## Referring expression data
*** Block opens ***

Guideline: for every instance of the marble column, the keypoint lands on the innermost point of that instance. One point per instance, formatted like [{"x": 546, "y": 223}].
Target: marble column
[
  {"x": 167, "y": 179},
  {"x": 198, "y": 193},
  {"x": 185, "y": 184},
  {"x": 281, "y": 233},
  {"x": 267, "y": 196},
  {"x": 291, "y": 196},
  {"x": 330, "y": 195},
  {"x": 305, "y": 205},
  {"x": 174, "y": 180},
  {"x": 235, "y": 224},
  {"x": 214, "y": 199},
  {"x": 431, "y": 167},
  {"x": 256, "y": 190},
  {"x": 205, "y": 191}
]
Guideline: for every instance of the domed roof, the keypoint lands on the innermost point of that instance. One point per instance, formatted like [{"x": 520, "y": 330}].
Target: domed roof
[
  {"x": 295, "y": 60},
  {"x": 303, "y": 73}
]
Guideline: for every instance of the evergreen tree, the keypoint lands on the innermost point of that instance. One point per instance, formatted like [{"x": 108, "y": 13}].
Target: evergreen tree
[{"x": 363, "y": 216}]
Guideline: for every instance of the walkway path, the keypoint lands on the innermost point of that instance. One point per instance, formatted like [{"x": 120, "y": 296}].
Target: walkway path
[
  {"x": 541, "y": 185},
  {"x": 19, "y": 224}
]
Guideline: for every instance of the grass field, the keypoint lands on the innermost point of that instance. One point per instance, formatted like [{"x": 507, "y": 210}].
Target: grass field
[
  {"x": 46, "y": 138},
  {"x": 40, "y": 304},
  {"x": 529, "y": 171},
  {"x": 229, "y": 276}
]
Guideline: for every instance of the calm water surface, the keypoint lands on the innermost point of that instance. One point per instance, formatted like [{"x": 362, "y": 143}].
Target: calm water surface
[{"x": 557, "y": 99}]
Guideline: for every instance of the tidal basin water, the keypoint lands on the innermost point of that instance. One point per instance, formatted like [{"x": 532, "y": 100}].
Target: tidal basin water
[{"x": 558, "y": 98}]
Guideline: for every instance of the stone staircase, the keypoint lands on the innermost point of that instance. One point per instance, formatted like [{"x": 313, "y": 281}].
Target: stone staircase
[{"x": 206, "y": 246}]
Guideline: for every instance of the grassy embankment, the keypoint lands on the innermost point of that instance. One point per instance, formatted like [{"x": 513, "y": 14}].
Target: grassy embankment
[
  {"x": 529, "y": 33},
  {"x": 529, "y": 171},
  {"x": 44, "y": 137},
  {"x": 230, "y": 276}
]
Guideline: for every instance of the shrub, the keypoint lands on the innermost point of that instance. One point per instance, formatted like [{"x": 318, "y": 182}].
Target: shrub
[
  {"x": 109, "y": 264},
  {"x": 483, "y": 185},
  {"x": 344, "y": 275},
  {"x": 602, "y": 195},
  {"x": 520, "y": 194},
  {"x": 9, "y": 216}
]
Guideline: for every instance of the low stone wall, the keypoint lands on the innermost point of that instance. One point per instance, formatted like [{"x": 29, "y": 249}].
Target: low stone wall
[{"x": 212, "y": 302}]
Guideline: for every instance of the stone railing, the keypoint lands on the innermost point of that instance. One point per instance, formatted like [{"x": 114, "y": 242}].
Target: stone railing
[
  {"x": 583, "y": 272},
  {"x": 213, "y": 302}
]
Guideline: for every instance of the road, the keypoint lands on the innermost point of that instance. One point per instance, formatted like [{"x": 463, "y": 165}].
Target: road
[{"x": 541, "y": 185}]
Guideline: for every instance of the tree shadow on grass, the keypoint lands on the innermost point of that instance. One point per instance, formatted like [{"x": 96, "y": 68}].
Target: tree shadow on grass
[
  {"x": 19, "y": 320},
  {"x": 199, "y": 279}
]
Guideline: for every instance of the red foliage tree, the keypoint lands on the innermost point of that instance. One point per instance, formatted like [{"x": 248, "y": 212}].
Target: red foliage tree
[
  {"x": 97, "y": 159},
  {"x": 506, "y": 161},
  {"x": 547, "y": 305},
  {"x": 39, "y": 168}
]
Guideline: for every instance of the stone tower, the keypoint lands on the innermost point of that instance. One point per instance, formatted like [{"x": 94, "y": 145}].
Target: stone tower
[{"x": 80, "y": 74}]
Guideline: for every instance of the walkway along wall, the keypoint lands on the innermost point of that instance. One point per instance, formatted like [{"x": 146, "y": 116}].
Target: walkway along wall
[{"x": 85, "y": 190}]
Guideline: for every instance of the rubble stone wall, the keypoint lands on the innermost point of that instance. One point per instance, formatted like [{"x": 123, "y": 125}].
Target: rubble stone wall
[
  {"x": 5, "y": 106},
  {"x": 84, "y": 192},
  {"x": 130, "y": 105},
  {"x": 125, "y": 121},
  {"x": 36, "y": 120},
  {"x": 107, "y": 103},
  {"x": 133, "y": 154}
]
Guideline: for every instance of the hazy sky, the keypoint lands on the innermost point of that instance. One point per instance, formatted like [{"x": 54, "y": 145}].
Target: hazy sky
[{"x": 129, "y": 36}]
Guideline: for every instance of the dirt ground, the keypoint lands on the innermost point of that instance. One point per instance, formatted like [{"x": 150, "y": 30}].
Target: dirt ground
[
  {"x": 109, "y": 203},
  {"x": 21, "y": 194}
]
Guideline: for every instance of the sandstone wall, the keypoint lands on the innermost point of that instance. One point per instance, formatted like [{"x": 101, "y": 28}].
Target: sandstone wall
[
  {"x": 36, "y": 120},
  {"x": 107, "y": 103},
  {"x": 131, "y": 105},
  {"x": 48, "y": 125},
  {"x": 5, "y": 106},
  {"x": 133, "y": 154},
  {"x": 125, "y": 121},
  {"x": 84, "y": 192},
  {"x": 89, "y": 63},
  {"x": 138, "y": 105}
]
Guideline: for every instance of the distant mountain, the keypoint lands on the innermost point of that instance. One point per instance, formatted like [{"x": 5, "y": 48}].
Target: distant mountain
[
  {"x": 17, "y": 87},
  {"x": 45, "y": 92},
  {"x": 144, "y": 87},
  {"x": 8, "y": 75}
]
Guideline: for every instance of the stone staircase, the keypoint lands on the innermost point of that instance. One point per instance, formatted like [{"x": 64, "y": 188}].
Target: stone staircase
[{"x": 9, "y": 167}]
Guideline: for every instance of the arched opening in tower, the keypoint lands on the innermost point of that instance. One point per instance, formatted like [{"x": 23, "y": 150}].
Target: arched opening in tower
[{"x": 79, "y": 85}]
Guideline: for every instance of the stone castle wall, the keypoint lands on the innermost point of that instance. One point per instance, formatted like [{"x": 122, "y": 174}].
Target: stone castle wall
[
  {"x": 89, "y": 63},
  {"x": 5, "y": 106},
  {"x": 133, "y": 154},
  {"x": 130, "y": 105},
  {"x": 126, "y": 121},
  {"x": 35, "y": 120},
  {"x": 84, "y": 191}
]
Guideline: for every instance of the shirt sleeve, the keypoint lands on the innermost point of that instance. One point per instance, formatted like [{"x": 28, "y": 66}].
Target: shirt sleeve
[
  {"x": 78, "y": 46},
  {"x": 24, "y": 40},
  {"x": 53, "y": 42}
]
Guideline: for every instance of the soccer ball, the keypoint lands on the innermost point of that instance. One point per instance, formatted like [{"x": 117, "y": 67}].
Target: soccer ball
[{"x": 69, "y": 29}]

*** Block closes ***

## Task description
An exact reproduction of all the entries above is required.

## Response
Guideline: for every instance of the marble column, the keypoint lands on the innermost point of that instance. One point per instance, formatted like [{"x": 546, "y": 223}].
Target: marble column
[
  {"x": 167, "y": 179},
  {"x": 198, "y": 193},
  {"x": 185, "y": 184},
  {"x": 281, "y": 233},
  {"x": 267, "y": 196},
  {"x": 291, "y": 196},
  {"x": 330, "y": 195},
  {"x": 305, "y": 205},
  {"x": 174, "y": 180},
  {"x": 235, "y": 224},
  {"x": 214, "y": 199},
  {"x": 431, "y": 167},
  {"x": 256, "y": 190},
  {"x": 205, "y": 191}
]
Guideline: for every instance of the domed roof, the keypoint lands on the innermost point of that instance. One point per instance, formatted like [{"x": 520, "y": 330}].
Target: domed roof
[
  {"x": 295, "y": 60},
  {"x": 303, "y": 73}
]
Guideline: for every instance of the evergreen tree, the keypoint lands on the innermost point of that instance. One point per instance, formatted like [{"x": 108, "y": 13}].
Target: evergreen tree
[{"x": 363, "y": 216}]
Guideline: for every instance of the walkway path, the keypoint lands on the innermost point of that instance. One point per instance, formatted like [{"x": 120, "y": 296}].
Target: walkway path
[
  {"x": 541, "y": 185},
  {"x": 19, "y": 224}
]
Guideline: for every instance of the grass field, the keypoint lands on the innermost point of that instance. One point per instance, formatted like [{"x": 507, "y": 210}].
Target: grass field
[
  {"x": 46, "y": 138},
  {"x": 40, "y": 304},
  {"x": 529, "y": 171},
  {"x": 229, "y": 276}
]
Guideline: for every instance of the calm water surface, the keypoint lands on the innermost point of that instance. One point per instance, formatted like [{"x": 362, "y": 143}].
Target: calm water surface
[{"x": 557, "y": 99}]
Guideline: for every instance of the tidal basin water, the keypoint lands on the innermost point of that instance. One point per instance, formatted like [{"x": 532, "y": 100}].
Target: tidal basin water
[{"x": 558, "y": 98}]
Guideline: for every instance of the stone staircase, the keypoint lands on the innermost point of that instance. One point per instance, formatted like [{"x": 313, "y": 281}].
Target: stone staircase
[{"x": 206, "y": 246}]
Guideline: for every instance of the grassy embankment, the keypoint lands on the innermost point of that instance. One point per instance, formatted like [{"x": 513, "y": 14}].
Target: grassy embankment
[
  {"x": 529, "y": 33},
  {"x": 529, "y": 171},
  {"x": 44, "y": 137},
  {"x": 230, "y": 276}
]
Guideline: for every instance of the shrub, the keypoint lands on the innermost point of that instance. One point per instance, formatted like [{"x": 318, "y": 182}].
Target: shrub
[
  {"x": 109, "y": 264},
  {"x": 483, "y": 185},
  {"x": 344, "y": 275},
  {"x": 602, "y": 195},
  {"x": 520, "y": 194},
  {"x": 9, "y": 216}
]
Guideline: for every instance of the low stone wall, the keypoint lands on the innermost point of that instance. One point per instance, formatted like [{"x": 29, "y": 249}].
Target: low stone wall
[{"x": 212, "y": 302}]
Guideline: for every instance of the stone railing, the keypoint lands on the innermost point of that instance. One point per instance, formatted like [{"x": 114, "y": 242}].
Target: stone railing
[
  {"x": 583, "y": 272},
  {"x": 213, "y": 302}
]
Guideline: for every instance of the road, the keypoint lands on the innermost point of that instance. One point per instance, formatted like [{"x": 463, "y": 165}].
Target: road
[{"x": 541, "y": 185}]
Guideline: for every instance of the tree shadow on grass, the keypoint lands on the innermost point of that instance. One point per instance, formatted like [{"x": 96, "y": 68}].
Target: tree shadow on grass
[
  {"x": 19, "y": 320},
  {"x": 199, "y": 279}
]
Guideline: for every instance of the red foliage tree, the keypoint lands on the innermost point of that instance. One point per instance, formatted like [{"x": 248, "y": 212}].
Target: red foliage tree
[
  {"x": 97, "y": 159},
  {"x": 506, "y": 161},
  {"x": 547, "y": 305},
  {"x": 39, "y": 168}
]
Guideline: for every instance of the stone tower, the keypoint lands on the innermost point of that instance. One point per instance, formatted like [{"x": 94, "y": 145}].
Target: stone tower
[{"x": 80, "y": 74}]
Guideline: for every instance of the walkway along wall, the keypoint lands on the innermost point of that instance. One point per instance, formatted like [{"x": 146, "y": 116}].
Target: walkway along wall
[{"x": 85, "y": 190}]
Guideline: for every instance of the rubble stone wall, the keypoint lands on the innermost point of that instance. One point per instance, formatted like [{"x": 123, "y": 125}].
Target: rubble stone wall
[
  {"x": 5, "y": 106},
  {"x": 84, "y": 192},
  {"x": 130, "y": 105},
  {"x": 125, "y": 121},
  {"x": 36, "y": 120},
  {"x": 107, "y": 103},
  {"x": 133, "y": 154}
]
Guideline: for every instance of the hazy sky, the keypoint lands on the innermost point of that instance. One point per instance, formatted like [{"x": 54, "y": 145}].
Target: hazy sky
[{"x": 129, "y": 36}]
Guideline: for every instance of the dirt ground, the keypoint lands on the innermost point of that instance. One point per instance, formatted like [{"x": 150, "y": 30}].
Target: dirt ground
[
  {"x": 109, "y": 203},
  {"x": 21, "y": 194}
]
Guideline: for every instance of the sandstone wall, the keypoint lands on the innermost point of that instance. One point per instance, formatted like [{"x": 101, "y": 28}].
Target: sandstone wall
[
  {"x": 36, "y": 120},
  {"x": 107, "y": 103},
  {"x": 131, "y": 105},
  {"x": 48, "y": 125},
  {"x": 5, "y": 106},
  {"x": 133, "y": 154},
  {"x": 125, "y": 121},
  {"x": 84, "y": 192},
  {"x": 89, "y": 63},
  {"x": 138, "y": 105}
]
Guideline: for every instance of the distant mountain, the keypoint lands on the innermost point of that instance. One point per instance, formatted like [{"x": 5, "y": 48}].
Target: distant mountain
[
  {"x": 17, "y": 87},
  {"x": 45, "y": 92},
  {"x": 144, "y": 87},
  {"x": 8, "y": 75}
]
Guideline: for every instance of the stone staircase, the keypoint lands on the innermost point of that instance. One point per instance, formatted like [{"x": 64, "y": 188}].
Target: stone staircase
[{"x": 9, "y": 167}]
Guideline: for every instance of the arched opening in tower, the keypoint lands on the innermost point of that instance. One point per instance, formatted like [{"x": 23, "y": 150}].
Target: arched opening in tower
[{"x": 79, "y": 85}]
Guideline: for every instance of the stone castle wall, the keypoint lands on the innermost point of that instance. One point per instance, formatted like [{"x": 122, "y": 174}].
Target: stone castle wall
[
  {"x": 89, "y": 63},
  {"x": 5, "y": 106},
  {"x": 133, "y": 154},
  {"x": 130, "y": 105},
  {"x": 126, "y": 121},
  {"x": 35, "y": 120},
  {"x": 84, "y": 191}
]
Guideline: for every instance of the shirt sleeve, the keypoint lands on the innermost point of that instance. One point per instance, formatted like [{"x": 28, "y": 66}].
Target: shirt sleeve
[
  {"x": 78, "y": 46},
  {"x": 24, "y": 40},
  {"x": 53, "y": 42}
]
Guideline: for every instance of the soccer ball, the keypoint lands on the innermost point of that instance. One point per instance, formatted like [{"x": 117, "y": 67}].
Target: soccer ball
[{"x": 69, "y": 29}]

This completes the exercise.